─── Material for this exercise

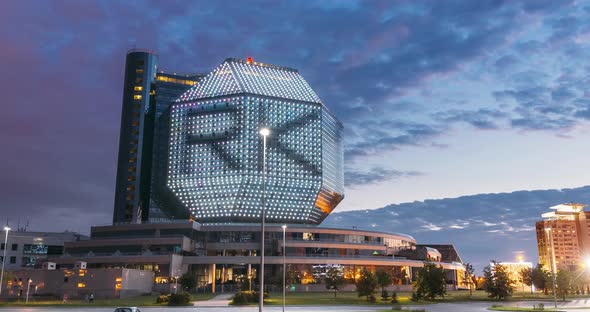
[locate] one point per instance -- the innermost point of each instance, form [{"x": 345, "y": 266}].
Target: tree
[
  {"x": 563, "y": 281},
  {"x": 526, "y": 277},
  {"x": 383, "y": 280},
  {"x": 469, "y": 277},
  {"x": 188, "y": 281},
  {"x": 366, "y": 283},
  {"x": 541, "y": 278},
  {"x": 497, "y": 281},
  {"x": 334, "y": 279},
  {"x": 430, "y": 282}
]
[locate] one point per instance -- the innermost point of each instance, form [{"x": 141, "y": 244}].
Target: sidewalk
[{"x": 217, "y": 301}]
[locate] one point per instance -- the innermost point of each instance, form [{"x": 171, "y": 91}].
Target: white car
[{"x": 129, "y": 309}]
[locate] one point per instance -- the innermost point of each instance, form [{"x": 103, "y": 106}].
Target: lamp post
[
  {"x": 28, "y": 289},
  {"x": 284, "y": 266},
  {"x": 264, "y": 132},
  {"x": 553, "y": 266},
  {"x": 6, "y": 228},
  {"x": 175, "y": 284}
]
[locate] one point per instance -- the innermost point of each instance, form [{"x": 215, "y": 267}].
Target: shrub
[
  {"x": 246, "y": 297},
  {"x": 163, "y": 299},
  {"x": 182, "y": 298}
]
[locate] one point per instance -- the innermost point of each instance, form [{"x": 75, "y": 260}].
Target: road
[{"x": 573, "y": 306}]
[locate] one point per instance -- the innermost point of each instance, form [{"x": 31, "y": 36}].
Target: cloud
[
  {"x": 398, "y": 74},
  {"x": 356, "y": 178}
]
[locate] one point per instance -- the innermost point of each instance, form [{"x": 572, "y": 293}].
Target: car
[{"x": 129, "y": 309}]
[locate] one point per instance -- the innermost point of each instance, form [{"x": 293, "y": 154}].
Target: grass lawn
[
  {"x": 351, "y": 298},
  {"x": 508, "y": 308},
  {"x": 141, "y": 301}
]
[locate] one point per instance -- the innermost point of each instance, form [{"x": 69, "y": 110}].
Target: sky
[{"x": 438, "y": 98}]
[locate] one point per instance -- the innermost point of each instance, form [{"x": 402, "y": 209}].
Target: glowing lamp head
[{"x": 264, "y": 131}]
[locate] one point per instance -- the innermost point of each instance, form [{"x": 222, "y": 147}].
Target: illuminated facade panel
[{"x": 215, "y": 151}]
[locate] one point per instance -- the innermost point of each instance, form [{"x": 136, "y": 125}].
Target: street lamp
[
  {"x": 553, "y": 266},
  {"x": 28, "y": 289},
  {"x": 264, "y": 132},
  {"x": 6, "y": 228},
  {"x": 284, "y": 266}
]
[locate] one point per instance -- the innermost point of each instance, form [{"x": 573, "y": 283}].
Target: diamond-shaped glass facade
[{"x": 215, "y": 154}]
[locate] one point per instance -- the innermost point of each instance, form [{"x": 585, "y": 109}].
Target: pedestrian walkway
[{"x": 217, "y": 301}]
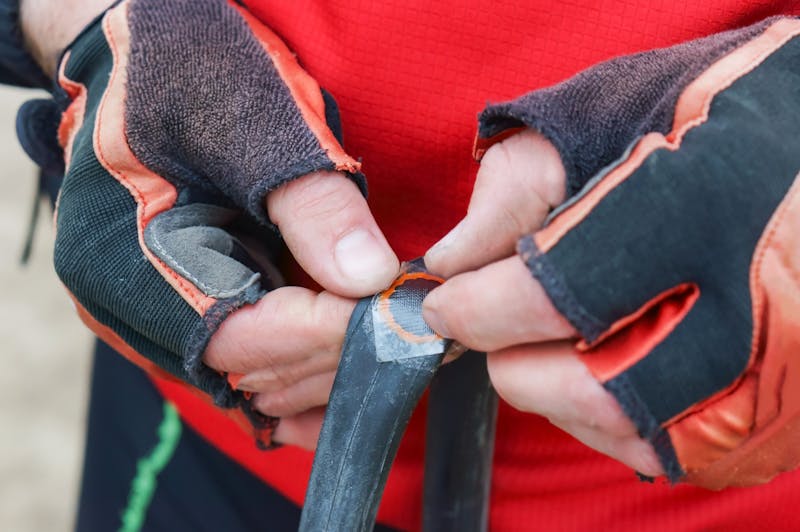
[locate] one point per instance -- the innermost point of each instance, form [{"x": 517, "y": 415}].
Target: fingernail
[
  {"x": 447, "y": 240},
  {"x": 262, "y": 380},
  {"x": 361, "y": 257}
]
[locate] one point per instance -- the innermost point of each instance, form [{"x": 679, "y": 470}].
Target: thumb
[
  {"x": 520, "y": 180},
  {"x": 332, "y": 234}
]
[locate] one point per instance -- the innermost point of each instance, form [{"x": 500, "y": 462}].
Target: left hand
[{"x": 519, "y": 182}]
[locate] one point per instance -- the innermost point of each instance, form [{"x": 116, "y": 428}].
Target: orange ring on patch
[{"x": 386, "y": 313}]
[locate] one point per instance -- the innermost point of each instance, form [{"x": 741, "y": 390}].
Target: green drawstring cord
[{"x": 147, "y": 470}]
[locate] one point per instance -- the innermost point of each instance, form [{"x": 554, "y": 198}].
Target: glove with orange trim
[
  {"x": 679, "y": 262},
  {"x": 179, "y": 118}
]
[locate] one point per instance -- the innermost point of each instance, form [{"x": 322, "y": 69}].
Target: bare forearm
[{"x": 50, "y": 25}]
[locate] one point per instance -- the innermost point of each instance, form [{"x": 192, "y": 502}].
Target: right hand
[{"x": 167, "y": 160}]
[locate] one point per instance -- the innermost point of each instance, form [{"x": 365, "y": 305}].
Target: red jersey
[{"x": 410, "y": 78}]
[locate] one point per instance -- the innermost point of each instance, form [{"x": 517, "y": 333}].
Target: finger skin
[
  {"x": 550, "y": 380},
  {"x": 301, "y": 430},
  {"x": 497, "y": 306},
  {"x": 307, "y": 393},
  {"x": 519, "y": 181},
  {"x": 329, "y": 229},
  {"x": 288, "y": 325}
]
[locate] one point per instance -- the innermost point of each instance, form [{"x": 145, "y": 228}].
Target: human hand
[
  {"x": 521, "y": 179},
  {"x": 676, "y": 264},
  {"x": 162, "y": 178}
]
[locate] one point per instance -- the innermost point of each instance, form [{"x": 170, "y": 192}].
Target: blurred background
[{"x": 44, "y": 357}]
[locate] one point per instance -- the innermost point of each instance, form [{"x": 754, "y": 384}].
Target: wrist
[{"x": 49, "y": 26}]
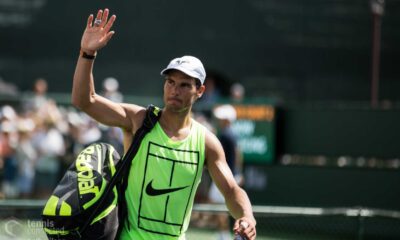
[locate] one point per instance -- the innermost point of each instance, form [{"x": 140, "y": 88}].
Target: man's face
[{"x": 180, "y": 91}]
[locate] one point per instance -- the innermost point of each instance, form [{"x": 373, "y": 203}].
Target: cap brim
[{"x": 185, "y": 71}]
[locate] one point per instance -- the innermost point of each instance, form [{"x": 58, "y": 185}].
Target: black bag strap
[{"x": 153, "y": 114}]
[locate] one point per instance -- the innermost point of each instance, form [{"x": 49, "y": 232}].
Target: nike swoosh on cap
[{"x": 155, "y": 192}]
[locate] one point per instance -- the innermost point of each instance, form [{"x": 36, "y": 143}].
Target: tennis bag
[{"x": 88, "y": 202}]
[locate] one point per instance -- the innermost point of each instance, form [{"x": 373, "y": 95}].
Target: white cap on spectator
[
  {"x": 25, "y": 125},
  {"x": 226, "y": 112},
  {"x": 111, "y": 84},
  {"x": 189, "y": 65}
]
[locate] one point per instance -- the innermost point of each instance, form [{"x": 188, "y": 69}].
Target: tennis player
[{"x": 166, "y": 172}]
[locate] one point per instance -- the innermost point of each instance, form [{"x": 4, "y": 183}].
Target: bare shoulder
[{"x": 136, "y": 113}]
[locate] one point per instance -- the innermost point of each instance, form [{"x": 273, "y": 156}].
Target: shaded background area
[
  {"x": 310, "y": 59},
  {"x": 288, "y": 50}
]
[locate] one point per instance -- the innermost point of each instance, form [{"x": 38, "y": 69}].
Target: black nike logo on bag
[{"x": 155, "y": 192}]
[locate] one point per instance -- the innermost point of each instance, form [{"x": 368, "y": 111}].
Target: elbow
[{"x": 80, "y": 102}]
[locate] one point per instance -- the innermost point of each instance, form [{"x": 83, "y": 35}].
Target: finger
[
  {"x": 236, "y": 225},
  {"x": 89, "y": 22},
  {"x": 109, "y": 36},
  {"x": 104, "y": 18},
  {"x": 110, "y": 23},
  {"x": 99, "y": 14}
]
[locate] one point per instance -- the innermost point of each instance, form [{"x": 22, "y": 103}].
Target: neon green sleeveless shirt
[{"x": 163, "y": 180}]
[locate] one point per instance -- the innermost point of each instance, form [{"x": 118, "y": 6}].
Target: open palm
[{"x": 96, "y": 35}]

──────
─── Material for this exercise

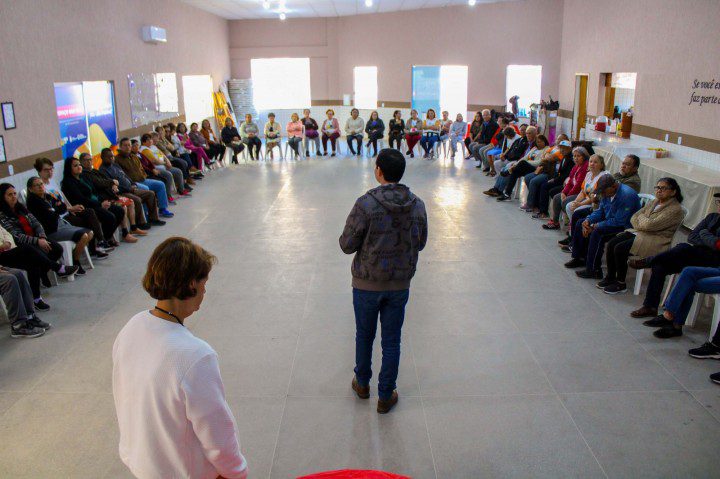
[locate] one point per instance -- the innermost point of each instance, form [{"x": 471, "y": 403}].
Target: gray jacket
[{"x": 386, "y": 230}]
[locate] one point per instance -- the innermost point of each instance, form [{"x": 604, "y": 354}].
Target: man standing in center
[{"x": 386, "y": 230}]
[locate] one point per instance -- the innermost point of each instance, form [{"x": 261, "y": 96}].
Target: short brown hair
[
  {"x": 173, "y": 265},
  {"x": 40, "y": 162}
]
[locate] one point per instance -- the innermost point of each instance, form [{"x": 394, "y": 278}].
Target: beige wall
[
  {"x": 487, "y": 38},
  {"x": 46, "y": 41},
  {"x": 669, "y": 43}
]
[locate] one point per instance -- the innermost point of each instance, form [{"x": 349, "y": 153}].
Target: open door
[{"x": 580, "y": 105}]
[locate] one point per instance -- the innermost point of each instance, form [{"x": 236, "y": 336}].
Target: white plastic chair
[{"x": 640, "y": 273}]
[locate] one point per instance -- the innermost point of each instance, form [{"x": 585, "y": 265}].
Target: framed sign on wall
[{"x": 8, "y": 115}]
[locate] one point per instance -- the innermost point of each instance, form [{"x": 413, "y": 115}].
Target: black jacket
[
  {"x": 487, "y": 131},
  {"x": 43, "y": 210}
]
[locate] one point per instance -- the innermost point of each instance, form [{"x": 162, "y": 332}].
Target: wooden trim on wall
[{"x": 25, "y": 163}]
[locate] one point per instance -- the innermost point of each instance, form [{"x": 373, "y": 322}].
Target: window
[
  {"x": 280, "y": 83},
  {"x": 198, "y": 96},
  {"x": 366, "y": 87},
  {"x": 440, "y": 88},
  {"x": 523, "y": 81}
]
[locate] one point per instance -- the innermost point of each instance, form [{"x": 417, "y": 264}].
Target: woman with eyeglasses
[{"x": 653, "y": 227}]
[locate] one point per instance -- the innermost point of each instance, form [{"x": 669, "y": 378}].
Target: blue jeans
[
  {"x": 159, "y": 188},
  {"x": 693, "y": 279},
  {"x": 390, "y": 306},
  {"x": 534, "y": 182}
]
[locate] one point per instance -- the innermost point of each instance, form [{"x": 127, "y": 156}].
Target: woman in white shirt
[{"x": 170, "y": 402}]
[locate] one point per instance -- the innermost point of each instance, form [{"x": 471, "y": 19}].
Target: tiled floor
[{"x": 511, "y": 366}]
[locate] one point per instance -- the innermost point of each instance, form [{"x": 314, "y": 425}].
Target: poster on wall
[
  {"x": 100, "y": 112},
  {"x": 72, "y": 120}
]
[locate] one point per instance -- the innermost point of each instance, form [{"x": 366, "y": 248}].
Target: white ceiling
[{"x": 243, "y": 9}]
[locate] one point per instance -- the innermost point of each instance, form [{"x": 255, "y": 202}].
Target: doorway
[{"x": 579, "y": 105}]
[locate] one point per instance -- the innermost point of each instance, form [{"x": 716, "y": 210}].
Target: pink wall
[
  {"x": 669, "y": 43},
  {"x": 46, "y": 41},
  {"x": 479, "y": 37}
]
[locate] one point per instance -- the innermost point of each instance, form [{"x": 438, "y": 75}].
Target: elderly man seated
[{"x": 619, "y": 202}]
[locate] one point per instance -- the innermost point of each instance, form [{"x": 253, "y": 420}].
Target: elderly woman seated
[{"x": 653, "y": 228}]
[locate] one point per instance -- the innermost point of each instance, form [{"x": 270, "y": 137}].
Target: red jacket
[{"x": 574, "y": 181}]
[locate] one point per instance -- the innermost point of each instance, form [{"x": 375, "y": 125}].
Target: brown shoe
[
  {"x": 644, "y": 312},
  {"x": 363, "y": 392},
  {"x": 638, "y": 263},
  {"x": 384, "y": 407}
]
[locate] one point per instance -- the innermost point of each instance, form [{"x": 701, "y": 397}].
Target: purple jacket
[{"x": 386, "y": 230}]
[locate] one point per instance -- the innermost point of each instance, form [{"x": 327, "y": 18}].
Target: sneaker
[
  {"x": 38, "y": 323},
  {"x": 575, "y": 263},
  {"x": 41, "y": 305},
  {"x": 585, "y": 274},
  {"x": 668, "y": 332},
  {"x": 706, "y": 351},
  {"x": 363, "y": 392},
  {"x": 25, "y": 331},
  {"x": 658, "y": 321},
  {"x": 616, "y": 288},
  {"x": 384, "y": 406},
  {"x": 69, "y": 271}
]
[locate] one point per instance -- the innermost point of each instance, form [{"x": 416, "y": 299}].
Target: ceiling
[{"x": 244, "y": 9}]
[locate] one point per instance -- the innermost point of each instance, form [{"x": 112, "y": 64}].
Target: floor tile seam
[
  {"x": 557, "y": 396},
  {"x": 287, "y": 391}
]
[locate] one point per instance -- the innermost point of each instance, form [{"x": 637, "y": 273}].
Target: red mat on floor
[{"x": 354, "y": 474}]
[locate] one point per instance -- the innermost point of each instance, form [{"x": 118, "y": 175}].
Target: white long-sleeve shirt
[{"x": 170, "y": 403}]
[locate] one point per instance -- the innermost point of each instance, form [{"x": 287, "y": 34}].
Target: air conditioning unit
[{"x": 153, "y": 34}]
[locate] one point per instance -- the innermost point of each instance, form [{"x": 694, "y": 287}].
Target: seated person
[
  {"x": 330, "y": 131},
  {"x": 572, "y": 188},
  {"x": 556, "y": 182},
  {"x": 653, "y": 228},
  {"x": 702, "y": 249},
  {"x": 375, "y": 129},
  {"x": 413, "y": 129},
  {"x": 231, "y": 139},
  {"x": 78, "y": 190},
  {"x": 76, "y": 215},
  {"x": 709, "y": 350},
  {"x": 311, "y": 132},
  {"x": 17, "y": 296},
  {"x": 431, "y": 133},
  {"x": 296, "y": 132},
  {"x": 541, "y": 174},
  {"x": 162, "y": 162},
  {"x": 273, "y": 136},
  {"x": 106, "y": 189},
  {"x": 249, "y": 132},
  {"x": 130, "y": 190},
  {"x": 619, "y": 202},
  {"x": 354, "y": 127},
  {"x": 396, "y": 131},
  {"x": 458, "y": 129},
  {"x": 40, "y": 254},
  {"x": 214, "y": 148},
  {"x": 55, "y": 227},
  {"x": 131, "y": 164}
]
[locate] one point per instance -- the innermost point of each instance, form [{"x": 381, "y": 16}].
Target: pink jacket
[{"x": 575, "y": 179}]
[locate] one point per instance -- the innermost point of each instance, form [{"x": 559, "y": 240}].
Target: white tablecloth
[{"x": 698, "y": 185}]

──────

• _Written problem_
Find every line in the material above that contains the string "brown", and copy each of those lines.

• _Exercise result_
Target: short brown hair
Target: brown shoe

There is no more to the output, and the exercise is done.